MELT is a lispy dialect, and is bootstrapped in the sense of being its
own tranlator.
Could you understand that for me Basile (who don't know doxygen's
internals), since I am MELT designer & implementor, and since MELT
translator (i.e. the code generating C code from MELT source) has been
implemented by me Basile in MELT, it is much easier to implement MELT
documentation's generator in MELT than to patch Doxygen for that
purpose.
So why using Doxygen is permitted for documentation generation, while
using a GCC plugin or branch (this is what MELT is) is prohibited?
Could people understand at least my misunderstanding? Why generating
documentation with Doxygen (probably not a GNU, FSF copyrighted,
software like GCC is) is permitted, while generating the documentation
of a branch of GCC [=MELT] with itself, [MELT=] a branch or plugin of GCC is
prohibited?
Sorry, I don't understand the logic here. And I am not sure it is only a
cultural (I am French, not US American) or language issue (I am not a
native English speaker).
OF course, I don't claim that MELT documentation generating mode is as
powerful & as complete as Doxygen. It is actally a very simple hack
(only generating .texi format) much less powerful than doxygen.
..............................
Given request a :: Return the entries word for word, starting with the line that contains "Examine the image above and tell me: where has the duck's" and going on through the end of the entries.

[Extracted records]
..............................
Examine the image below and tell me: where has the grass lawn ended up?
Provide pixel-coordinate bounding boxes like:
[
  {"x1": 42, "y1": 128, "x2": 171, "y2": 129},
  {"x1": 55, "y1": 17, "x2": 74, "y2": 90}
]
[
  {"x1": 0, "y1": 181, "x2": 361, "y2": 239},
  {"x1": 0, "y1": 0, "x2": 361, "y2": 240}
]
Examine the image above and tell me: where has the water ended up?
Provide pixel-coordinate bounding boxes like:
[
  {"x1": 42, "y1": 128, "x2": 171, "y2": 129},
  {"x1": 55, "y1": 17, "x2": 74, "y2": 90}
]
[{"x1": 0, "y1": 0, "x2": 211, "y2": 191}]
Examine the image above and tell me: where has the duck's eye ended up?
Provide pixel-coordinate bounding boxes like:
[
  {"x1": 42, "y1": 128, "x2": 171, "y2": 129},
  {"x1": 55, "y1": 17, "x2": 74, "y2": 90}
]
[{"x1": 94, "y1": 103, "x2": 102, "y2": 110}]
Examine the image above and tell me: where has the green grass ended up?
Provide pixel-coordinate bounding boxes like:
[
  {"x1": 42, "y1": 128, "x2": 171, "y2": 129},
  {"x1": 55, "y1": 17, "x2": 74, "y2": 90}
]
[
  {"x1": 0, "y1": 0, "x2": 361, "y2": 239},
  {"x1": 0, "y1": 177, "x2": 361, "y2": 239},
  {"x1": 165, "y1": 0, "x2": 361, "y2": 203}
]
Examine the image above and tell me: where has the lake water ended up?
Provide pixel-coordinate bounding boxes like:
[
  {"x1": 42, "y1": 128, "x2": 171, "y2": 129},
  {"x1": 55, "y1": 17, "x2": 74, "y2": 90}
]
..............................
Given request b :: Retype part of the text on MELT and Doxygen without changes, starting with "MELT is a lispy" and going on through "is) is prohibited?".

Exercise result a ::
Examine the image above and tell me: where has the duck's eye ended up?
Provide pixel-coordinate bounding boxes like:
[
  {"x1": 42, "y1": 128, "x2": 171, "y2": 129},
  {"x1": 55, "y1": 17, "x2": 74, "y2": 90}
]
[{"x1": 94, "y1": 103, "x2": 102, "y2": 110}]
Examine the image above and tell me: where has the green grass ended up?
Provide pixel-coordinate bounding boxes like:
[
  {"x1": 42, "y1": 128, "x2": 171, "y2": 129},
  {"x1": 55, "y1": 17, "x2": 74, "y2": 90}
]
[
  {"x1": 0, "y1": 0, "x2": 361, "y2": 239},
  {"x1": 0, "y1": 177, "x2": 361, "y2": 239},
  {"x1": 165, "y1": 0, "x2": 361, "y2": 203}
]
Examine the image above and tell me: where has the lake water ended up?
Provide pixel-coordinate bounding boxes like:
[
  {"x1": 42, "y1": 128, "x2": 171, "y2": 129},
  {"x1": 55, "y1": 17, "x2": 74, "y2": 90}
]

Exercise result b ::
MELT is a lispy dialect, and is bootstrapped in the sense of being its
own tranlator.
Could you understand that for me Basile (who don't know doxygen's
internals), since I am MELT designer & implementor, and since MELT
translator (i.e. the code generating C code from MELT source) has been
implemented by me Basile in MELT, it is much easier to implement MELT
documentation's generator in MELT than to patch Doxygen for that
purpose.
So why using Doxygen is permitted for documentation generation, while
using a GCC plugin or branch (this is what MELT is) is prohibited?